**Task item**
When copying the entries below, leave out every picture and keep the rest exact.

Data records
Content starts
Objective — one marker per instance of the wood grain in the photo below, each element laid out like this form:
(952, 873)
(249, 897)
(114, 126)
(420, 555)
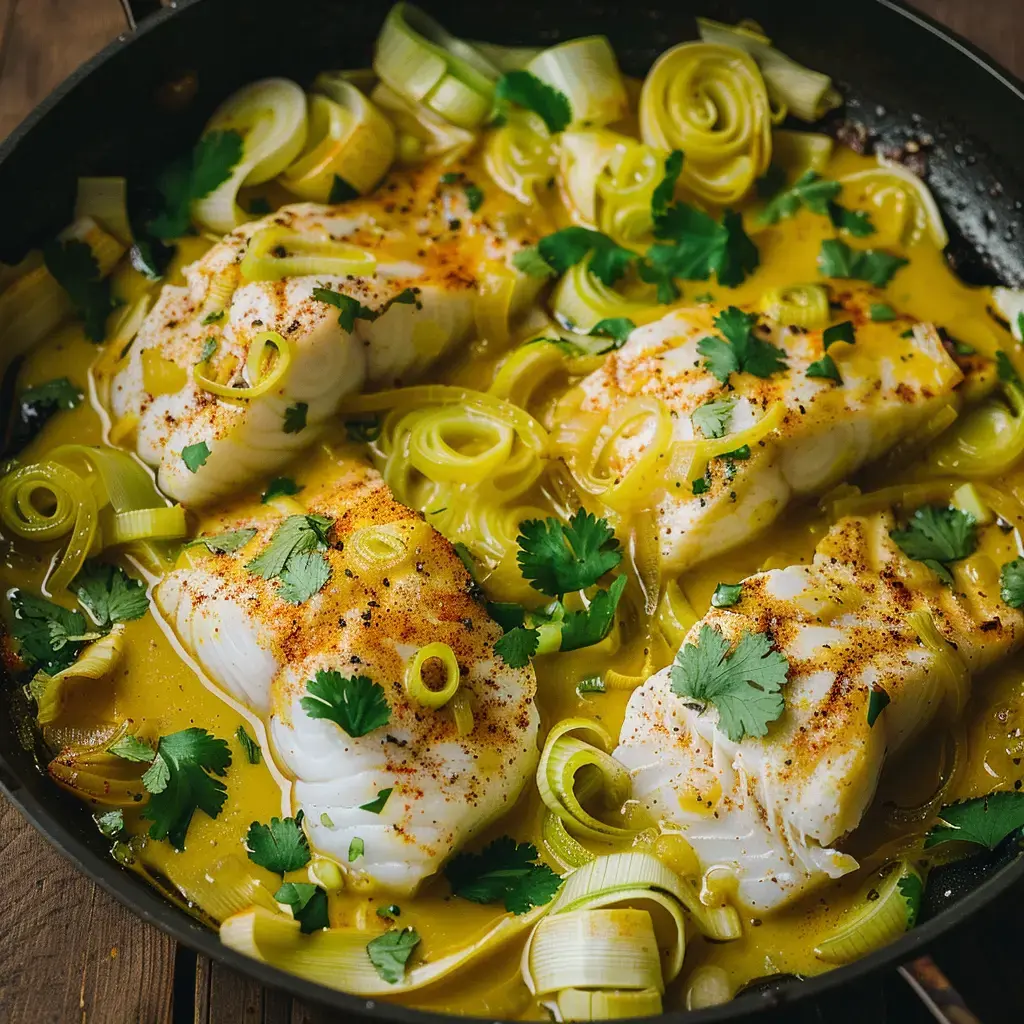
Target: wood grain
(68, 951)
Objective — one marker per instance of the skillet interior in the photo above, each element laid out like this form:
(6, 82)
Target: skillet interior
(903, 81)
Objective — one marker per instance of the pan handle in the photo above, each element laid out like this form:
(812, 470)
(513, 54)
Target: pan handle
(137, 10)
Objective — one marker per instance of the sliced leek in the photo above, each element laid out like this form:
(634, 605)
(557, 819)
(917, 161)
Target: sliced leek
Content ends
**Expected answer**
Objective — one marker per instance of the wood grain in the photo below, each element laid out like this form:
(952, 873)
(249, 897)
(114, 126)
(420, 555)
Target: wood grain
(68, 951)
Objective — one marker per instance of the skillet interior in the photo above, each element laid out like this form:
(6, 82)
Target: skillet interior
(903, 81)
Objective — one marker per instance of the pan handle in the photo above, each element laid out like this form:
(812, 470)
(513, 54)
Target: pan handle
(137, 10)
Objective — one marker per instance of the sliced leek in the photo above, each element laid out like this form:
(634, 605)
(557, 819)
(917, 161)
Target: sliced leek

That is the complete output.